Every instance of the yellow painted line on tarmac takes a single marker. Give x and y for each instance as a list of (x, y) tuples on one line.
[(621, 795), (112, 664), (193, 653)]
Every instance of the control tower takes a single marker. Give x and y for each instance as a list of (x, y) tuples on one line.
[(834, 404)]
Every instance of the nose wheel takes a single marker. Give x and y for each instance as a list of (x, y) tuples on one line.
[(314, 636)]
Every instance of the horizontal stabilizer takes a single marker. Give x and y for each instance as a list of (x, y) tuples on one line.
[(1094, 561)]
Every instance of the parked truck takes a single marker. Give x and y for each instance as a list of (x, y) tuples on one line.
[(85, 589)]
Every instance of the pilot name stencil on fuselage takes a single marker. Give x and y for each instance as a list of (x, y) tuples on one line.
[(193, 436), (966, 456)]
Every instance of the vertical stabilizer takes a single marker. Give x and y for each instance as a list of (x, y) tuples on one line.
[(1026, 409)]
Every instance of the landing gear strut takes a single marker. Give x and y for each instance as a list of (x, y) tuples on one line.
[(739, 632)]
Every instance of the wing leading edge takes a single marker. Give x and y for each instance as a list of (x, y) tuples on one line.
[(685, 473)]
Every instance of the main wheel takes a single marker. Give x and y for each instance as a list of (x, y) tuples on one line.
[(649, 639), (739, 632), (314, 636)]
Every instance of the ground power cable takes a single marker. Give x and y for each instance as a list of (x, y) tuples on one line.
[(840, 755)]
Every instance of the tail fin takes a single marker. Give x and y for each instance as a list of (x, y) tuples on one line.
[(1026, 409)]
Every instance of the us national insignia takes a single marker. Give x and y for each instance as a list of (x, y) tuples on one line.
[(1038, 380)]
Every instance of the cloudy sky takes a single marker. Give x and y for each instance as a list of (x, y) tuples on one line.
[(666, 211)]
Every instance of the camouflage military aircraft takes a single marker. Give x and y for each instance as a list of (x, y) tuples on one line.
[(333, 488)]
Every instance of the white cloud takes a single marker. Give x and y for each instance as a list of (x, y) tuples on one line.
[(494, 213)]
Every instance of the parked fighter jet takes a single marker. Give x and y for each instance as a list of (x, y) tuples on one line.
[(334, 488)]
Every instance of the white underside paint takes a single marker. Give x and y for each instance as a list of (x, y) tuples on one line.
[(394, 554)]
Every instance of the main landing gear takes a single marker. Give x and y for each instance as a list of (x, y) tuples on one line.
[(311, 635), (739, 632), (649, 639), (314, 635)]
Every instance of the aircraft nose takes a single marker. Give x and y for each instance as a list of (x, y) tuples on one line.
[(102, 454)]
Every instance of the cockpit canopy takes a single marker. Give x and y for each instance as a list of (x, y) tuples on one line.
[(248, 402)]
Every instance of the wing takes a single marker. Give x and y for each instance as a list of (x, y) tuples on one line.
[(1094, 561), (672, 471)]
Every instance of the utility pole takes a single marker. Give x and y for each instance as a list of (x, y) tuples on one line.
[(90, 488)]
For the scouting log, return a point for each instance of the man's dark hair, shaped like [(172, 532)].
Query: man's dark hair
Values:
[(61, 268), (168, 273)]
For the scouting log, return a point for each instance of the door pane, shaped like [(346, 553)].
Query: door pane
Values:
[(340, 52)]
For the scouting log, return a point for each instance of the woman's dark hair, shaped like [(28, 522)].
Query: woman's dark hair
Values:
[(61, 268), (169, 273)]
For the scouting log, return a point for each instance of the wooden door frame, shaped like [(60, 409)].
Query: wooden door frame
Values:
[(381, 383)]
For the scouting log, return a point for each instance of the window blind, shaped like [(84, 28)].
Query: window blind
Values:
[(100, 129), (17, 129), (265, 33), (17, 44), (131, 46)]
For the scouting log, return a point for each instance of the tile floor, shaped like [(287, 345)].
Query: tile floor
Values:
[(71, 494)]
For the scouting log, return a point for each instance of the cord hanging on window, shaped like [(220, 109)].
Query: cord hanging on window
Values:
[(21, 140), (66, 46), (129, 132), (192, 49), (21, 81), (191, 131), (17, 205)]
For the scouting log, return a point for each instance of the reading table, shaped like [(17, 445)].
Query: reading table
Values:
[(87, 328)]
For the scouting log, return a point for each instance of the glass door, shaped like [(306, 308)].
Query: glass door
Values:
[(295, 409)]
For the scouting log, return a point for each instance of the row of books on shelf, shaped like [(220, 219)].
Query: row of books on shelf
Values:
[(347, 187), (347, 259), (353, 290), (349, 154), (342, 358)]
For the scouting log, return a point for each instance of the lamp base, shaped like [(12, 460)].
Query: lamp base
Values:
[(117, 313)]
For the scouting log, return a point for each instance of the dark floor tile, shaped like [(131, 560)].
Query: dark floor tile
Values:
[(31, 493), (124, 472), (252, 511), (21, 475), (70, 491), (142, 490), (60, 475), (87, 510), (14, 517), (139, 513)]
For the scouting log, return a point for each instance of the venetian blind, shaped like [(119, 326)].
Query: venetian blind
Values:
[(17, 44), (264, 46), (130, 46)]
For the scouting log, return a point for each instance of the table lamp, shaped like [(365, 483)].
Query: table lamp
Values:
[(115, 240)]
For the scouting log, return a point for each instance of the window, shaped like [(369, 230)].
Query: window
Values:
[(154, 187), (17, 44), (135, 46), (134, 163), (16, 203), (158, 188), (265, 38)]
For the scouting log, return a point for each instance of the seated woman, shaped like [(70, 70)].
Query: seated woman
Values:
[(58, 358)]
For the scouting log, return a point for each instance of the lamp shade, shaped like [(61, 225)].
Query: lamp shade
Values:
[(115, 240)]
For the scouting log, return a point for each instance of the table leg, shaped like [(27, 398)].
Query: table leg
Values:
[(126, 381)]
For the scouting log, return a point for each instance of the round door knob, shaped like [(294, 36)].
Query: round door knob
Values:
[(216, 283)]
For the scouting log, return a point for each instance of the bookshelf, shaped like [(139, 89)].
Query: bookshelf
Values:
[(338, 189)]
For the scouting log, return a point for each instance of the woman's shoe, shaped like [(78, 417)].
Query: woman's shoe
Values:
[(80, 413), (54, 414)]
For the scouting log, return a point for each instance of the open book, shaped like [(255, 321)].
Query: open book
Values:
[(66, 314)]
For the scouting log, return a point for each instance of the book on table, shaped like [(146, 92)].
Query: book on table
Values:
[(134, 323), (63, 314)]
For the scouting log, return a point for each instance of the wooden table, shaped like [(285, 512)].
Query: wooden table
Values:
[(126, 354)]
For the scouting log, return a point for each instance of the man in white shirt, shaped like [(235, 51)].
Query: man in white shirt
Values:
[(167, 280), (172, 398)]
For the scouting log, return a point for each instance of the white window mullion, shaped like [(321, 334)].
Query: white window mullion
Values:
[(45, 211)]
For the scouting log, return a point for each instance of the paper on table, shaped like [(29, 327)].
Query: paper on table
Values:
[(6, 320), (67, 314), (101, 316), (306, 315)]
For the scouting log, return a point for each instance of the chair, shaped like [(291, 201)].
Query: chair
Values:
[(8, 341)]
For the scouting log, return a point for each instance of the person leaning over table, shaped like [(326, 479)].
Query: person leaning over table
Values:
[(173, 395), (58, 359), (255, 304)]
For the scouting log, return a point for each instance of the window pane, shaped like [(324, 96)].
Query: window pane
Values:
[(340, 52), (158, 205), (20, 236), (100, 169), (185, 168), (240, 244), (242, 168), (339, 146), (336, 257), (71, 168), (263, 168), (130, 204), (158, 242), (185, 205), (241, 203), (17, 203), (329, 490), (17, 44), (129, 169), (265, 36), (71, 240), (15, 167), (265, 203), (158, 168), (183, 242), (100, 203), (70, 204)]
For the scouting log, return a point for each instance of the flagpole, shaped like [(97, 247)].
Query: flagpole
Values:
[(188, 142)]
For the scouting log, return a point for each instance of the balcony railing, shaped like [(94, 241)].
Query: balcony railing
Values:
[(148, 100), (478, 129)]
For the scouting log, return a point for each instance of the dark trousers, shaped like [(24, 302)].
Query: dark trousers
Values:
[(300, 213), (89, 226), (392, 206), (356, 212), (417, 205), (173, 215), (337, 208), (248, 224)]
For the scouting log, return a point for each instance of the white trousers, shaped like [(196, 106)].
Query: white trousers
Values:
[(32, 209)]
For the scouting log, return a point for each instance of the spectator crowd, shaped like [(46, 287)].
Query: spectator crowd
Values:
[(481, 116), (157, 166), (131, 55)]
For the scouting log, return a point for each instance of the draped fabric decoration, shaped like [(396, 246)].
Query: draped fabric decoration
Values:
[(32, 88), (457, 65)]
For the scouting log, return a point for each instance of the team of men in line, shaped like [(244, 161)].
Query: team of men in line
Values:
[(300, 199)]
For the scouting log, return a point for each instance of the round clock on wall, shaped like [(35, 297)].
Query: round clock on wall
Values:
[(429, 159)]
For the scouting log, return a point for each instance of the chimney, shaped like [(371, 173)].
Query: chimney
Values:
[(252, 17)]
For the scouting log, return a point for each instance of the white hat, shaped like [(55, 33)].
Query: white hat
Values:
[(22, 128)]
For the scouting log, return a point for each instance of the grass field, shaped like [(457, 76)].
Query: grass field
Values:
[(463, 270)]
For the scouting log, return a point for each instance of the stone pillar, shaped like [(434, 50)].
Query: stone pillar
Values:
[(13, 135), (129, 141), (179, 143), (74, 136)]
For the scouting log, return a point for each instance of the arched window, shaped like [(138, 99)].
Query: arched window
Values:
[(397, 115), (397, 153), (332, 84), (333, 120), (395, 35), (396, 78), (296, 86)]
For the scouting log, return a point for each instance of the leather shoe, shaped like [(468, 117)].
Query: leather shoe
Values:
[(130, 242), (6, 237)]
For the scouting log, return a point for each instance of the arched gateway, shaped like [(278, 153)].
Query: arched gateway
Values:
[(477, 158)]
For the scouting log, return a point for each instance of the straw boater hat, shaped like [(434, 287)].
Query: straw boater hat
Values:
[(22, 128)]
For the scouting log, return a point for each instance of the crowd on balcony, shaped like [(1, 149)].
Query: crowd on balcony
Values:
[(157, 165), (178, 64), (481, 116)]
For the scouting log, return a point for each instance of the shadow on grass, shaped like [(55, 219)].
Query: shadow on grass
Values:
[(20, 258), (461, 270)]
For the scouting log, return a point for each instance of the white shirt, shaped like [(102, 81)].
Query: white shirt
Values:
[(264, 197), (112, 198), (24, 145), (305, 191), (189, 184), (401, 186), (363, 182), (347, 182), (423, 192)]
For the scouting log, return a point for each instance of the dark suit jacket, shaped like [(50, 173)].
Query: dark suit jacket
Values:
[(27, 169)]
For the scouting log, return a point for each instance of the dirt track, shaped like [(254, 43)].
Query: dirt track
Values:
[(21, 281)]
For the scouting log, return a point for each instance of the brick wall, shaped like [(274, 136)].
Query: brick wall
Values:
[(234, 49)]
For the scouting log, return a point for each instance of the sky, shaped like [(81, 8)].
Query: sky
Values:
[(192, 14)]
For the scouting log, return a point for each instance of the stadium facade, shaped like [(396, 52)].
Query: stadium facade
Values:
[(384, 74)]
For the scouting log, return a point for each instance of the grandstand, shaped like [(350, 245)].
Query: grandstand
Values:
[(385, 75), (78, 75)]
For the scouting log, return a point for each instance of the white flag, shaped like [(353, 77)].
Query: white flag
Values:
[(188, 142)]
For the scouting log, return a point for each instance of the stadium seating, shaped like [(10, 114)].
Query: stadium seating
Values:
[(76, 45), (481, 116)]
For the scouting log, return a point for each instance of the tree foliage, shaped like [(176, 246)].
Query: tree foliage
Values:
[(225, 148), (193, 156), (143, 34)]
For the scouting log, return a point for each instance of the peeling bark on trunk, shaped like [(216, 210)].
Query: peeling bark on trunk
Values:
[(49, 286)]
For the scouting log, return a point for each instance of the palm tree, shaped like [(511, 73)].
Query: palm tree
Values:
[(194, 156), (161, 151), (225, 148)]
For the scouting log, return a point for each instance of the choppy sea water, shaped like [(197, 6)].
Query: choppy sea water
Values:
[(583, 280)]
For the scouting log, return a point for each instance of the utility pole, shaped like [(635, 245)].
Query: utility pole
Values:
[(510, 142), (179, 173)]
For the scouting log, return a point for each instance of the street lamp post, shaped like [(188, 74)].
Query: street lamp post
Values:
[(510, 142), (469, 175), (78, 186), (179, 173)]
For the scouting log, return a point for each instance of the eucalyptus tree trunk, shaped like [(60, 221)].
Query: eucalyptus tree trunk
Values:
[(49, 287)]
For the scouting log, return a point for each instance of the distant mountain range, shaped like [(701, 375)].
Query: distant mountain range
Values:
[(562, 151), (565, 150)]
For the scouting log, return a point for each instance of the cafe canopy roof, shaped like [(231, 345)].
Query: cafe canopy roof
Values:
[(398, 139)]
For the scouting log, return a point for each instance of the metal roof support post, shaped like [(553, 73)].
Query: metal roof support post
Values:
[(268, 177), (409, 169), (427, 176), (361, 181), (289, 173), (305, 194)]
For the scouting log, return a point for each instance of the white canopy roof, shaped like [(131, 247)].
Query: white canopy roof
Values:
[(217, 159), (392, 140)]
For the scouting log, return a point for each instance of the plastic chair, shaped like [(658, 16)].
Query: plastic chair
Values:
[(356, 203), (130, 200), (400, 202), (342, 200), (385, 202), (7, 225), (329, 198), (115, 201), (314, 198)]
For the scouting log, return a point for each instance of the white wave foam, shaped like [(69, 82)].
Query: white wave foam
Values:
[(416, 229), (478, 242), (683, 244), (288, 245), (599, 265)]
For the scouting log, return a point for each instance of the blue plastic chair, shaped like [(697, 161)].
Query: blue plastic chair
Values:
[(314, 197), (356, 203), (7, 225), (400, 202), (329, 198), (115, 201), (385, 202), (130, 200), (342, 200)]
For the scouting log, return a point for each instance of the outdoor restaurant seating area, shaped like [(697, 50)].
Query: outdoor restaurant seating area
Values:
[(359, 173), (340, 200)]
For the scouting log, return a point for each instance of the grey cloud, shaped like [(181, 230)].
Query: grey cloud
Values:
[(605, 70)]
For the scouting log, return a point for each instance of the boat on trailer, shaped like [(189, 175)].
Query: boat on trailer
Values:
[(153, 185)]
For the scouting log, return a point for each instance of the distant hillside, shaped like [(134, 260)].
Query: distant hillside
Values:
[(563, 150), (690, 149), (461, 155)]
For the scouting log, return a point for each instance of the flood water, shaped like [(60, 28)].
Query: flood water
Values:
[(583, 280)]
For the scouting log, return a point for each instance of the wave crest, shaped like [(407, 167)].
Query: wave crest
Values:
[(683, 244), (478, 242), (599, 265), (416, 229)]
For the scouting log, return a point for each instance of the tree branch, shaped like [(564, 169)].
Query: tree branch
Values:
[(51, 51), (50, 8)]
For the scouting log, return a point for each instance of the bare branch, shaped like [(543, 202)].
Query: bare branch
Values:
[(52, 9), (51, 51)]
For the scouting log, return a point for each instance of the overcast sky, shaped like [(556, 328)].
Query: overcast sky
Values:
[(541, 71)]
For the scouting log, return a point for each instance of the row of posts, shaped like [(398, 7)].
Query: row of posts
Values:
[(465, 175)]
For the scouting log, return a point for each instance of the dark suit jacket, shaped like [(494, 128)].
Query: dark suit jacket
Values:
* * *
__What you have to do__
Report how many lines of the records above contain the word "boater", and give only that number.

__Completed task__
2